— Required task —
Substitute "circle" for "disc" everywhere in the items below and leave everything else as it is. Omit the pictures from your answer.

** begin Data lines **

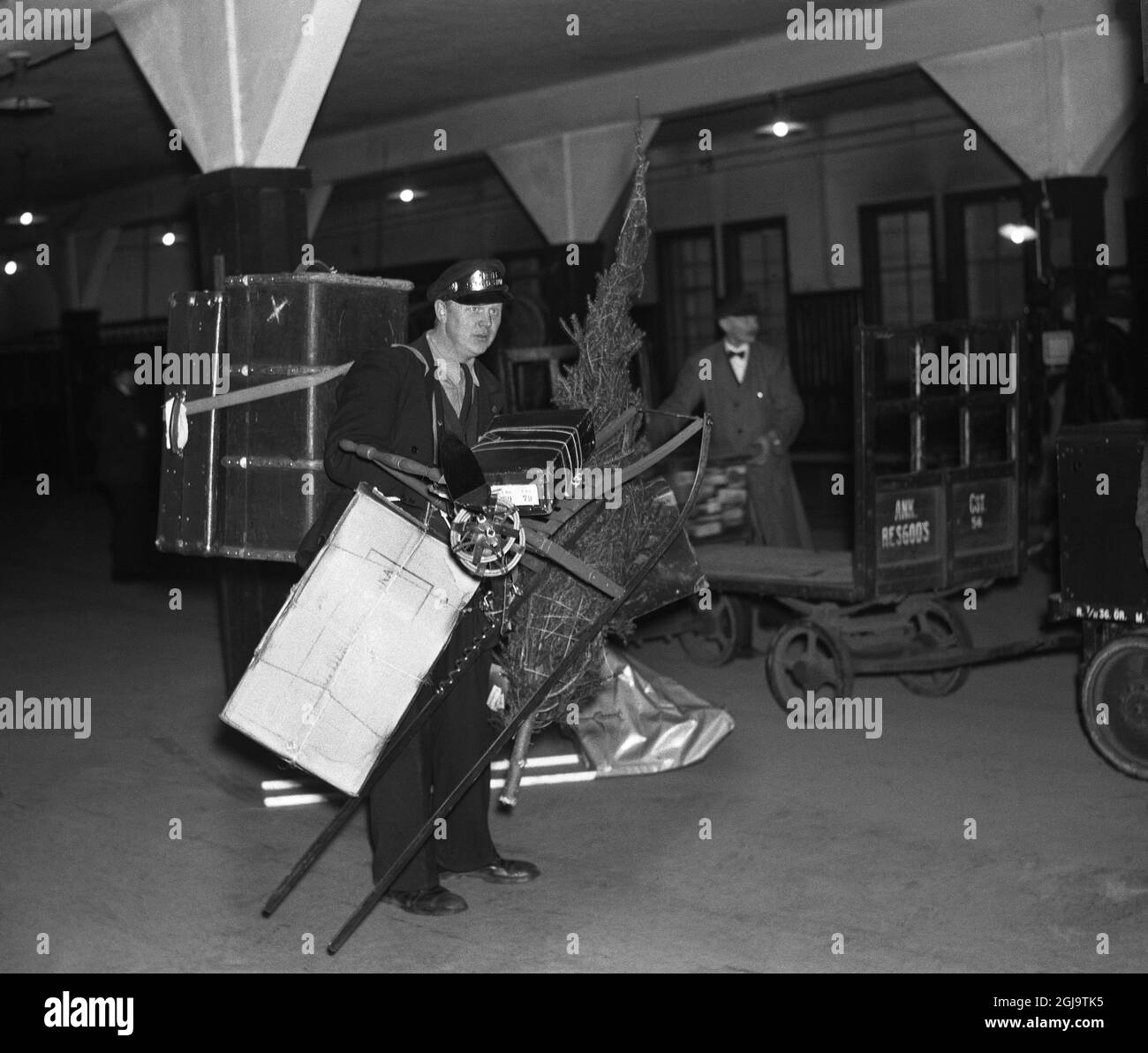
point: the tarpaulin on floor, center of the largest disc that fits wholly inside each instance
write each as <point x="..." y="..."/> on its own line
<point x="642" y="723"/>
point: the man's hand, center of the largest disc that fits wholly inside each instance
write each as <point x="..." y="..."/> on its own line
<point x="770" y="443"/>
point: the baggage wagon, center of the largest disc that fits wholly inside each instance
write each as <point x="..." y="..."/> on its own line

** end Data lines **

— Answer to this task —
point: the tarpaulin on floor, center of the largest circle that fits wholly inside each instance
write each as <point x="..." y="..."/> on its own line
<point x="642" y="723"/>
point: the man's hand, center of the largest circle that fits wholly inside each instance
write each as <point x="..." y="..."/> on its own line
<point x="770" y="443"/>
point: the baggage wagon, center of the largest circle that fits wholly inside each instance
write each as <point x="..." y="..."/> on its own line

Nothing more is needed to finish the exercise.